MIAMI – Florida's 3rd District Court of Appeal has ruled in the case of a medical center in Miami Beach that sought to appeal a trial court's decision in favor of an insurance company.
The appeal centers on an incident that took place at Kendall South Medical Center at 2013. Maintenance staff were working on the sprinkler system in the center when a leak occurred, which caused water damage to the walls and flooring of the area, according to court documents. The medical center had an insurance policy with the defendant, Insurance Nation. The insurance plan was renewed between 2011 and 2013 and covered $100,000 in damages on the property and contained a $1,000 deductible and 90 percent coinsurance clause.
The leak cost an estimated $260,000 in damages to the Kendall South property. The medical center made an insurance claim, expecting to receive the $100,000 payout listed in its policy but only received $16,562.67. Insurance Nation claimed it sent that amount because of the policy’s coinsurance clause.
Kendall South immediately filed a negligence claim against the management company that runs the property that it is housed in, Equity One Realty & Management, FL. Inc., which allegedly did the work on the sprinkler system. The management company claimed that Kendall South failed to keep up with its insurance policy, which was in violation of its lease.
Kendall South proceeded to add Countryside Power Sweeping Inc. to the lawsuit, alleging that it performed the work on the sprinkler system.
In January and July 2015, Kendall South filed a Second and Third Amended Complaint to add claims against Insurance Nation, alleging more negligence. Kendall South alleged that the insurance company was responsible for providing the coverage requested and explaining the policy. The medical center claimed duty was breached when the insurance agent "'failed to advise and or inform and or adequately and or properly explain to [Kendall South] the 90% coinsurance clause' where the agent 'knew or should have known that the policy written by [Insurance Nation] with the 90% coinsurance clause would not cover and pay [Kendall South’s] property as requested by [Kendall South] in the event' of a covered claim," according to court documents.
The appeals concluded that Kendall South had a right in claiming negligence on Insurance Nation's part. The court reversed the final order made by the trial court, dismissing Kendall South’s Fourth Amended Complaint. The case is remanded for further proceedings.

-.-.-

# Problem statement
From the article on the Kendall South appeal, copy the part that opens with the words "The appeals concluded" and closes with "for further proceedings.". None of the rows are needed.

# Data extracts
-.-.-

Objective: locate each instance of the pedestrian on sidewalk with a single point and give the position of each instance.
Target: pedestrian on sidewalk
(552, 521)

-.-.-

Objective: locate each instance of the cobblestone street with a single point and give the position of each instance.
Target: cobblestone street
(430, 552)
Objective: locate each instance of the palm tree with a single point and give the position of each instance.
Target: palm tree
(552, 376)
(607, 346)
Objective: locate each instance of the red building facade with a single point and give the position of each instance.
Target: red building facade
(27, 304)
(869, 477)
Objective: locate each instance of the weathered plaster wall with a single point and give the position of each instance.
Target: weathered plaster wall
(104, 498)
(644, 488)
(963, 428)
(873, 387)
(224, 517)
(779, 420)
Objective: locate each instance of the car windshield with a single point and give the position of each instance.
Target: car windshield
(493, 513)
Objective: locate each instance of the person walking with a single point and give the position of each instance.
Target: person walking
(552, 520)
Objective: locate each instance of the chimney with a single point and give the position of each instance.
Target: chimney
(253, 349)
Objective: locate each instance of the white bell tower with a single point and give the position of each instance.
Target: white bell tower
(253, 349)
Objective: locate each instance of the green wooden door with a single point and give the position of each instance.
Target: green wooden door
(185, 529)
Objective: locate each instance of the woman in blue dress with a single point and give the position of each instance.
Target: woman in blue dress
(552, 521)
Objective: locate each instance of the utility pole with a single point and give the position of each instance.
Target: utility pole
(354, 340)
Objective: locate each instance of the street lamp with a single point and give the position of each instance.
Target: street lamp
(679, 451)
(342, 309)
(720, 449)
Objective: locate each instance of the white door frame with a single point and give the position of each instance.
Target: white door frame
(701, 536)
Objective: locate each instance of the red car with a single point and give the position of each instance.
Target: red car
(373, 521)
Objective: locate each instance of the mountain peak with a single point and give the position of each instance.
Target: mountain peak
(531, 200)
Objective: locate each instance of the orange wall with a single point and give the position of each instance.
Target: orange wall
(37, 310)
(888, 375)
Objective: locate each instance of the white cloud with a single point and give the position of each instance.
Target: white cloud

-.-.-

# Written reply
The appeals concluded that Kendall South had a right in claiming negligence on Insurance Nation's part. The court reversed the final order made by the trial court, dismissing Kendall South’s Fourth Amended Complaint. The case is remanded for further proceedings.